━━━ EXTRAIT DU TEXTE ━━━
Les débats français semblent otages des thèmes du passé : remplacer une
immigration « subie » (familles et réfugiés) par une immigration
« choisie » (de travailleurs), la sélectionner et la contrôler avec
des instruments rigides et inadaptés (des quotas par exemple). Ceci, alors même
que l’avenir appelle une régulation des migrations, respectueuse des droits
fondamentaux (asile et vie familiale), traitant les étrangers sans tenir compte
de leur origine, et adaptée à des phénomènes qu’on peine à prendre en
compte : les migrations de circulation, faites d’allers-retours réguliers,
qui peuvent concerner des travailleurs qualifiés comme des travailleurs
saisonniers. Ces derniers viendront s’ajouter à l’immigration sédentarisée que
nous connaissons déjà. Au-delà de la diversité des origines, c’est donc la
diversité des parcours qu’il va falloir apprendre à gérer.
Le
champ de l’intégration offre, à son tour, un tableau paradoxal. Pour la
première fois depuis plus d’un siècle, des populations immigrées doivent, pour
s’intégrer, non seulement faire l’apprentissage de la société française, mais
également affronter un chômage structurel et persistant qui les touche
particulièrement. En outre, leurs conditions de logement ajoutent à l’exclusion
sociale une relégation spatiale que les pouvoirs publics ont contribué à
organiser puis dont ils ont tardé à prendre conscience. Certes, l’école et la
protection sociale sont présentes, le droit d’association et l’accès à la
pleine nationalité sont mieux garantis. Mais une partie de ces droits ont été
acquis après de longues batailles et se heurtent encore à d’importants
obstacles - on le voit avec la liberté de conscience et l’inclusion de toutes les
croyances dans la laïcité. Bref, égalité et diversité paraissent difficiles à
conjuguer.
━━━ ENTRÉES FOURNIES ━━━
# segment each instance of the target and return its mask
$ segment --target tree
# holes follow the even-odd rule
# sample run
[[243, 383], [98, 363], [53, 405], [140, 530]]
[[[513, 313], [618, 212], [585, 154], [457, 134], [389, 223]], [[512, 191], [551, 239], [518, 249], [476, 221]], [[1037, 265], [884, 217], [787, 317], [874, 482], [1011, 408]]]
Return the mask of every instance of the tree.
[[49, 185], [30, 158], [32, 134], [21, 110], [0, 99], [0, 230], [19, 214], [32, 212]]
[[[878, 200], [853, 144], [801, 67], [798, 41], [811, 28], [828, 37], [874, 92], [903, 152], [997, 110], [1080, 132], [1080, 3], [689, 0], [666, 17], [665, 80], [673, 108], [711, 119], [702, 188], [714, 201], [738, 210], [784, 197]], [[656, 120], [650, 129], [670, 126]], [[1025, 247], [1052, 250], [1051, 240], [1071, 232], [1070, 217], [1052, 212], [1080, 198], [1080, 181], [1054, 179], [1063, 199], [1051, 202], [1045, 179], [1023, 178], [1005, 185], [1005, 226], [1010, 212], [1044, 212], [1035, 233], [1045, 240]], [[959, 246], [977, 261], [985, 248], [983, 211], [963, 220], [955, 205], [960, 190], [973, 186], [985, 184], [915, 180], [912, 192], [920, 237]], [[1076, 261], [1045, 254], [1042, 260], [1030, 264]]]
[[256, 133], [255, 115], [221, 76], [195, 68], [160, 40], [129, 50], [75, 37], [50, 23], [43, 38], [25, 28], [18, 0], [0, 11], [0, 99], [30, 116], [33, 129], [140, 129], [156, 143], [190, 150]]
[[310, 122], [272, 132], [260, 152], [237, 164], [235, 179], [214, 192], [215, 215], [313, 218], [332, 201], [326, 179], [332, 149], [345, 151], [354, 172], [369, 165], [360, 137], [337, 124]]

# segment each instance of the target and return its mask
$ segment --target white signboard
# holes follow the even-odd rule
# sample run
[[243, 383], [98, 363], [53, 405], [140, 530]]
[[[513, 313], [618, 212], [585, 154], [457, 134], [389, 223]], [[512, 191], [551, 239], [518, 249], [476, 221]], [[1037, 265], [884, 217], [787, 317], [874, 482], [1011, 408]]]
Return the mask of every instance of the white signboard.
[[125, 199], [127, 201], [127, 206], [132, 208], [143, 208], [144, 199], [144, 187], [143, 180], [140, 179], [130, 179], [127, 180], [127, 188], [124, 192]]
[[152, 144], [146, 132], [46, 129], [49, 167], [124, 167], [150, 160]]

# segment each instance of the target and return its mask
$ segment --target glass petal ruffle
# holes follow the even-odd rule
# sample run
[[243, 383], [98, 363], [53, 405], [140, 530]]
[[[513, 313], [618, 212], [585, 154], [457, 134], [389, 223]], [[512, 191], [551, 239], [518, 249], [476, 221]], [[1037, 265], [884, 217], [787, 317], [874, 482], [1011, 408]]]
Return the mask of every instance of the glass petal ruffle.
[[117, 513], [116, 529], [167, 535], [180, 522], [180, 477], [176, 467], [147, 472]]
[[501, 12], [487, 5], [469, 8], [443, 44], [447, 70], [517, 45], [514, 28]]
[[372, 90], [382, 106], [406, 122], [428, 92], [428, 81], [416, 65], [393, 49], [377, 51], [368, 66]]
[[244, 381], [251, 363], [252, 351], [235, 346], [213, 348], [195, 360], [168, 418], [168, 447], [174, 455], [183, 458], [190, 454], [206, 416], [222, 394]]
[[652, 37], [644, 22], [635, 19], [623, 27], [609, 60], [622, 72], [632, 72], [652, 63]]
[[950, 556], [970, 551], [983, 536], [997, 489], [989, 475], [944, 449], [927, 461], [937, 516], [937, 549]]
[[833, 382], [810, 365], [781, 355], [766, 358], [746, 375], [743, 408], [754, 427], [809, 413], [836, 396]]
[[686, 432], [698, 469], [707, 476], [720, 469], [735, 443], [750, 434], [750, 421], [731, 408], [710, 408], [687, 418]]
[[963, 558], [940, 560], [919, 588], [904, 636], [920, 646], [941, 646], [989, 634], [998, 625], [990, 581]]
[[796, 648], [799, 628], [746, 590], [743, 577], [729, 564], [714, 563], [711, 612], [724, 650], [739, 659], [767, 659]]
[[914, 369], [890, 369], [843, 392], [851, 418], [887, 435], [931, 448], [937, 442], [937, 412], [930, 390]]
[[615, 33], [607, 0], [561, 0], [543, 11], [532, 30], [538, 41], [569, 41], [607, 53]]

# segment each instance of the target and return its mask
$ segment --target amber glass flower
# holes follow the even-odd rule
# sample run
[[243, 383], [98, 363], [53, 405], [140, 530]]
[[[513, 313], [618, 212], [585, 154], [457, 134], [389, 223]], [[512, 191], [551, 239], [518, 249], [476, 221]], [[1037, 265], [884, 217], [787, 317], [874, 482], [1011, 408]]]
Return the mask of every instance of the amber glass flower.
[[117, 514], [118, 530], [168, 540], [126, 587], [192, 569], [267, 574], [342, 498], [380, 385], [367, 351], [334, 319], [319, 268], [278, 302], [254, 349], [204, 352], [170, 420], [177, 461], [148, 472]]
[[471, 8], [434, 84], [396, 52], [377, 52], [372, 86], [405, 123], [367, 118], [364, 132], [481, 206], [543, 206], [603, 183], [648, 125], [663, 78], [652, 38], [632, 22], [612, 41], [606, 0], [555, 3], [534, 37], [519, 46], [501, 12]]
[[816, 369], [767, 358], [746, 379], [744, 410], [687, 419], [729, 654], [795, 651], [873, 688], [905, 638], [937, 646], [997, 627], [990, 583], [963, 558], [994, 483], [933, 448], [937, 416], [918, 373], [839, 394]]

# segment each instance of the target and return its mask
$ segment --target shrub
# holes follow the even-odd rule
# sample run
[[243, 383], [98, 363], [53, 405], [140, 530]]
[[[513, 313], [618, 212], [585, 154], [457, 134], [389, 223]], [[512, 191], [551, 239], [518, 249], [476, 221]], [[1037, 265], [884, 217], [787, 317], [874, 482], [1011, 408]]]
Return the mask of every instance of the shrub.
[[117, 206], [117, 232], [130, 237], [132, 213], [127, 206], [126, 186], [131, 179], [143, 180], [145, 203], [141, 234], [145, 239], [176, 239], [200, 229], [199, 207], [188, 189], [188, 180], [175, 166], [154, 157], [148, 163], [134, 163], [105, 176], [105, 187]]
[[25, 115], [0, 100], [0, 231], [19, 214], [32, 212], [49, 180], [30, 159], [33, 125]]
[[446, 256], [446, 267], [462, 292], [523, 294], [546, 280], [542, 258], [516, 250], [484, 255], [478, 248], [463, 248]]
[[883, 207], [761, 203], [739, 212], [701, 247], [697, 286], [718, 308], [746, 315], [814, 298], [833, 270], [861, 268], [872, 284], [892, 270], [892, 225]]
━━━
CONSIGNES:
Révisez le passage sur l’immigration en commençant aux mots « Les débats français » et en vous arrêtant après « apprendre à gérer. ». Remplacez-y « quotas » par « contingents ».

RÉSULTAT ATTENDU:
Les débats français semblent otages des thèmes du passé : remplacer une
immigration « subie » (familles et réfugiés) par une immigration
« choisie » (de travailleurs), la sélectionner et la contrôler avec
des instruments rigides et inadaptés (des contingents par exemple). Ceci, alors même
que l’avenir appelle une régulation des migrations, respectueuse des droits
fondamentaux (asile et vie familiale), traitant les étrangers sans tenir compte
de leur origine, et adaptée à des phénomènes qu’on peine à prendre en
compte : les migrations de circulation, faites d’allers-retours réguliers,
qui peuvent concerner des travailleurs qualifiés comme des travailleurs
saisonniers. Ces derniers viendront s’ajouter à l’immigration sédentarisée que
nous connaissons déjà. Au-delà de la diversité des origines, c’est donc la
diversité des parcours qu’il va falloir apprendre à gérer.